══ Document section ══

1. Rebounding. Cant let PHX get so many boards.

2. Get into the paint and punish their defence. We have already proven that if we get into the paint theyll foul us. They are playing at home tonight so we have to force the refs to call the fouls by playing our game and getting to the paint. 

3. KVH and Stack CANNOT turnover the ball tonight. Plain and simple, if they dont score tonight we lose.

4. Devin has to have a good/great game. This is the game we will need Devin to do his thing. Get to the hole and score. The refs will be calling bad calls tonight against us so we HAVE to make easy points. 

5. Get Dirk the ball early. Get him going and dont let up on Marion. 

6. Start KVH. I know what youre thinking, but I dont want Diop in early foul trouble. Something tells me D`antoni will be going at Diop early. I say start KVH just in case for the first 3-4 minutes. 

7. Crowd Nash and dont fall for the pick and roll switches. Terry has to be good tonight. Hit his open jumpers and dont give Nash room to operate. 


IF we do the majority of those we win, plain and simple. If we give them tons of 2nd chance pts we will lose.


----------



## FreeMason Jr. (Jul 12, 2004)

Good luck, guys. Out of he four teams left, I really think ya'll are the best. That won't stop me from rooting against ya'll though :biggrin: 

Seriously, good luck :cheers:


----------



## VeN (May 10, 2005)

Dunno why Diop isnt in the game yet. Instead he puts KVH and Stack in the same time... ugh. Possession killers.


----------



## Saint Baller (May 3, 2006)

We are playing like **** letting them get to us.

═══
══ Data block ══

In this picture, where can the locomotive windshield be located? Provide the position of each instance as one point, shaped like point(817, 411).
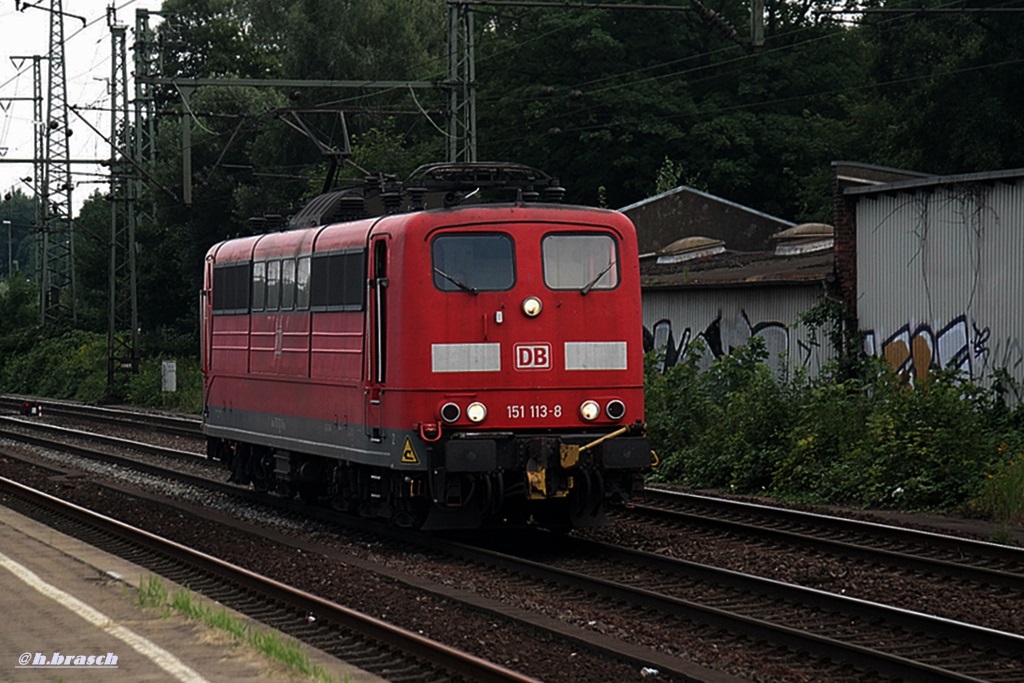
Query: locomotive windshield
point(473, 262)
point(582, 262)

═══

- Things to do:
1 - According to the basketball forum thread, who should start for the first 3-4 minutes to keep Diop out of early foul trouble?
2 - Which usernames appear as headers on replies in the basketball forum thread?
3 - Resume the basketball forum thread after its final post.
The data is separate from the basketball forum thread.

- Responses in order:
1 - KVH

2 - FreeMason Jr., VeN, Saint Baller

3 -
GAHHH

Let's go mavs


----------



## ElMarroAfamado (Nov 1, 2005)

stupid*** suns that Tim Thomas sucks, and he never seems to miss is annoying 
funny, how i just turned to the game and the first thing i see, is Tim Thomas shooting a 3, jaja
dont you guys feel like punching the T.V everytime you see the Suns shoot a 3, cuz it seems thats all they try to do?? damn its really annyoing
:curse: :curse: :curse: :curse: :curse: :curse: :curse: :curse: :curse: :curse: :curse:


----------



## The Future7 (Feb 24, 2005)

I'm beginning to hate Stack with a passion. How is it possible that he doesnt want to drive.


----------



## Saint Baller (May 3, 2006)

The Future7 said:


> I'm beginning to hate Stack with a passion. How is it possible that he doesnt want to drive.


 He knows he will get to the line if he goes so what the **** is wrong with him?


----------



## Saint Baller (May 3, 2006)

8-2 run at the end of the second lets carry the momentum into the second half


----------



## Gambino (Feb 11, 2004)

We have been dominated in the 1st half.....but we're down by the same score and the same margin we were at in game 2. Need to be more aggressive. Tim Thomas has 3. Need to pick up his 4th early in the quarter or whenever he gets back on the court. Go Mavs. :clap:


----------



## The Future7 (Feb 24, 2005)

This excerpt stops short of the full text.